▶ _DO THIS_: Would it be possible to quote, exactly and in full, the lines from the one with "Target: toilet seat" through the end of the entries below?

Coordinate annotation entries
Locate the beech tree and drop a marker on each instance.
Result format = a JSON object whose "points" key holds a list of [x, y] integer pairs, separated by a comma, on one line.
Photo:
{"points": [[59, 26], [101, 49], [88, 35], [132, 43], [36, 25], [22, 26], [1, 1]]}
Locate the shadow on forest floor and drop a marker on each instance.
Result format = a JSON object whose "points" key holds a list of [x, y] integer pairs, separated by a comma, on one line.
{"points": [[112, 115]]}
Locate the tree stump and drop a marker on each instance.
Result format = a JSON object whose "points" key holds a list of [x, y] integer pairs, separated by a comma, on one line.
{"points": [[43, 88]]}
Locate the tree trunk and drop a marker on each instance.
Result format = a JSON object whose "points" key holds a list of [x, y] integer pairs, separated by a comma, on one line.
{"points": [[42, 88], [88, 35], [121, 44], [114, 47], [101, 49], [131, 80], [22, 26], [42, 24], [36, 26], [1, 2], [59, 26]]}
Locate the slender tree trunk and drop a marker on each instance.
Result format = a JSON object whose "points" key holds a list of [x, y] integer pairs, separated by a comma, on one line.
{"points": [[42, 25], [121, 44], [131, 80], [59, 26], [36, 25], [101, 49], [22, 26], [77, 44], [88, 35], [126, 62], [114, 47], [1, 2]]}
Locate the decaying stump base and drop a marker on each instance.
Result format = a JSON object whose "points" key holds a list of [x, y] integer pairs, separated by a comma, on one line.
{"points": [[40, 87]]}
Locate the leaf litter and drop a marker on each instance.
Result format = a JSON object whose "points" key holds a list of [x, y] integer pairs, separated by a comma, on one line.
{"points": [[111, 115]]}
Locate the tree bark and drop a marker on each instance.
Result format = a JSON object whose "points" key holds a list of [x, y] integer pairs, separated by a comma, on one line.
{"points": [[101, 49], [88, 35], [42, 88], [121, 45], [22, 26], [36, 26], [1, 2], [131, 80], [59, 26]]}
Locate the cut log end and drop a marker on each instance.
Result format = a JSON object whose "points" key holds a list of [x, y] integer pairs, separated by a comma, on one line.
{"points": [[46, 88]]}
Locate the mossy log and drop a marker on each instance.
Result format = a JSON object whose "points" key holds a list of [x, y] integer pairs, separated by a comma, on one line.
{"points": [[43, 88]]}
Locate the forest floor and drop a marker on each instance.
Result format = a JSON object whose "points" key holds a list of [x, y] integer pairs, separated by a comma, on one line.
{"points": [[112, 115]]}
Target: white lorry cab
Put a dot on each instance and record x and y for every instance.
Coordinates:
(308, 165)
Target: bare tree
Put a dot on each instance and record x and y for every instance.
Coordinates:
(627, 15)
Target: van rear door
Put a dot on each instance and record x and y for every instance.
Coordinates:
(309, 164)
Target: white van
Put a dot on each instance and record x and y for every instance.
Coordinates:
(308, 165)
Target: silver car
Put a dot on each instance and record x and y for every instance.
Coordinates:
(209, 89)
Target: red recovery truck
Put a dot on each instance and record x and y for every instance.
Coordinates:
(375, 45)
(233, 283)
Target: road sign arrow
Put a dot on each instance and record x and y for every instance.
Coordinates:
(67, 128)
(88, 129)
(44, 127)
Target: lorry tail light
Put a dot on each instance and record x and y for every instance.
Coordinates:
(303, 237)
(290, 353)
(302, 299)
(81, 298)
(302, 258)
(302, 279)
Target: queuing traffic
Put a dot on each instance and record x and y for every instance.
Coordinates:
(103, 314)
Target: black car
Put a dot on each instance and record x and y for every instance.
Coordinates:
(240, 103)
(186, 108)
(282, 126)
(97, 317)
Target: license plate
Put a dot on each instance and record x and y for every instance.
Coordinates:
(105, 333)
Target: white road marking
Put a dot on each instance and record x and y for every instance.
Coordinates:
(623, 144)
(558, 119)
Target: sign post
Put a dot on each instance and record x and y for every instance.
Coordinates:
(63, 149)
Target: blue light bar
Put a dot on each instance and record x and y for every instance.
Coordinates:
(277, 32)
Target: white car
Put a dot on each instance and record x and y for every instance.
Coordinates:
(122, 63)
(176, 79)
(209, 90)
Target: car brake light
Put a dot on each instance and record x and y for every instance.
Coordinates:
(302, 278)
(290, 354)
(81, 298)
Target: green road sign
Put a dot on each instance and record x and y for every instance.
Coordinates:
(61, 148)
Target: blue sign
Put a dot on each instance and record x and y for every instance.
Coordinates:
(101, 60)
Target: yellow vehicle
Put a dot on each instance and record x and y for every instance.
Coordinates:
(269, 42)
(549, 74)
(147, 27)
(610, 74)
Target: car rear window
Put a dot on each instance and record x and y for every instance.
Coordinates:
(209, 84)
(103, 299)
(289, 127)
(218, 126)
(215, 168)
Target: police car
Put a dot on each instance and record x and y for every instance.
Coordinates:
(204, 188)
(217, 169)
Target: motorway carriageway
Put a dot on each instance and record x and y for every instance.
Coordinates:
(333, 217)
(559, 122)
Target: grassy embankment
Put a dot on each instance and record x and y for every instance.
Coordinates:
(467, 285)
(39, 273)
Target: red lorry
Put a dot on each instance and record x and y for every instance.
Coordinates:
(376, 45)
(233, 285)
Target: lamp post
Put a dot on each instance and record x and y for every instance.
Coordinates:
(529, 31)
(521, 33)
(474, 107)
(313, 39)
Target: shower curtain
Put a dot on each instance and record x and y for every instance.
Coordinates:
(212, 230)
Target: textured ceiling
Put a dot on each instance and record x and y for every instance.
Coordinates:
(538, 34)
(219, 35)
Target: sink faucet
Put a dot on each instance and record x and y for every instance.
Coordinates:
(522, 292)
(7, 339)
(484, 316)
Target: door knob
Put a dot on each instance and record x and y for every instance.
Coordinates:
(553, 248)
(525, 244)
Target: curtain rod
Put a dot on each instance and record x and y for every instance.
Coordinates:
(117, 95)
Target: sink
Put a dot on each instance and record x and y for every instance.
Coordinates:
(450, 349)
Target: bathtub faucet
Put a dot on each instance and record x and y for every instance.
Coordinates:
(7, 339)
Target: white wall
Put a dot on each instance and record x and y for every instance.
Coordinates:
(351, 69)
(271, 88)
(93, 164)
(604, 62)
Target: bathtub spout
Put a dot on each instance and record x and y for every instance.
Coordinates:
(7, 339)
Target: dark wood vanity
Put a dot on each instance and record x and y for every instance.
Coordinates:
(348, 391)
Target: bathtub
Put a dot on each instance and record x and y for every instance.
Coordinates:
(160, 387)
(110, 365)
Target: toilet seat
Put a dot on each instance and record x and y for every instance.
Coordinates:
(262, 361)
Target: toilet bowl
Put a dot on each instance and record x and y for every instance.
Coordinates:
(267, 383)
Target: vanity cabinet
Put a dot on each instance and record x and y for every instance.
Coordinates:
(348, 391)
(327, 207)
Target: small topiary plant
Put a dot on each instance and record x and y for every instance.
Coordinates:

▶ _WRITTEN RESPONSE_:
Target: toilet seat
Put a dot on each instance and record x and y for every instance.
Coordinates:
(262, 361)
Target: toilet bowl
Put a dot on each instance and record x and y for every instance.
Coordinates:
(267, 383)
Target: vanity cabinet
Put a dot on each instance and record x and y for every instance.
Coordinates:
(348, 391)
(327, 207)
Target: small topiary plant
Put a dot on each instance and record x and y for every instance.
Coordinates:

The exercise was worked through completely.